Instructions:
A. In the piece on Mickey Mouse bans, how old was Peter II of Yugoslavia when the 1937 comic strip was banned?
B. List every Disney character or group of characters that the piece on Mickey Mouse bans names in Iran's 2014 ban on school supplies.
C. Copy word for word the part of the piece on Mickey Mouse bans that opens with the words containing "2. Romania's rodent" and closes with "a monstrous rodent.".

++++ Extract provided ++++

2. Romania's rodent nightmare

With movies on 10-foot screen being a relatively new thing in Romania in 1935, the government decided to ban Mickey Mouse, concerned that children would be terrified of a monstrous rodent.

3. The Barnyard Battle battle of 1929

In 1929, a German censor banned a Mickey Mouse short called “The Barnyard Battle.” The reason? An army of cats wearing pickelhauben, the pointed helmets worn by German military in the 19th and 20th centuries: "The wearing of German military helmets by an army of cats which oppose a militia of mice is offensive to national dignity. Permission to exhibit this production in Germany is refused.”

4. The "miserable ideal" ordeal

The German dislike for Mickey Mouse continued into the mid-1930s, with one German newspaper wondering why such a small and dirty animal would be idolized by children across the world: "Mickey Mouse is the most miserable ideal ever revealed ... Healthy emotions tell every independent young man and every honorable youth that the dirty and filth-covered vermin, the greatest bacteria carrier in the animal kingdom, cannot be the ideal type of animal.” Mickey was originally banned from Nazi Germany, but eventually the mouse's popularity won out.

5. Disney's "demoralizing" cast of characters

Laughing Winnie the Pooh doll
CatLane/iStock via Getty Images

In 2014, Iran's Organization for Supporting Manufacturers and Consumers announced a ban on school supplies and stationery products featuring “demoralizing images,” including that of Disney characters such as Mickey Mouse, Winnie the Pooh, Sleeping Beauty, and characters from Toy Story.

6. Germany's "Anti-Red" rodent ban

In 1954, East Germany banned Mickey Mouse comics, claiming that Mickey was an “anti-Red rebel.”

7. Disney vs. the Boy King of Yugoslavia

A photograph of King Peter II of Yugoslavia
Public Domain, Wikimedia Commons

In 1937, a Mickey Mouse adventure was so similar to real events in Yugoslavia that the comic strip was banned. State police say the comic strip depicted a “Puritan-like revolt” that was a danger to the “Boy King,” Peter II of Yugoslavia, who was just 14 at the time. A journalist who wrote about the ban was consequently escorted out of the country.

++++ Material shown ++++

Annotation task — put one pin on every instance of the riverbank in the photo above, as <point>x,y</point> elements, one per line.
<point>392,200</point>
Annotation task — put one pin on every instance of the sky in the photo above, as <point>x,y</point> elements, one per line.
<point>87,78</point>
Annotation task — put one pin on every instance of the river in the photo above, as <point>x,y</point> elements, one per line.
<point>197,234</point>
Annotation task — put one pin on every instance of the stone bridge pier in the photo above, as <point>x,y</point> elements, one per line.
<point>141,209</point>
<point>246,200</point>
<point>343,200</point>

++++
++++ Material shown ++++

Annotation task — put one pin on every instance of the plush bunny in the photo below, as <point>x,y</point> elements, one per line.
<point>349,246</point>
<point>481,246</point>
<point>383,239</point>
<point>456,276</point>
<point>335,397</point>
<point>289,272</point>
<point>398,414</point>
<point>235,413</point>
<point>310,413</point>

++++

Numbered answers:
A. He was 14.

B. Mickey Mouse, Winnie the Pooh, Sleeping Beauty, and characters from Toy Story

C.
2. Romania's rodent nightmare

With movies on 10-foot screen being a relatively new thing in Romania in 1935, the government decided to ban Mickey Mouse, concerned that children would be terrified of a monstrous rodent.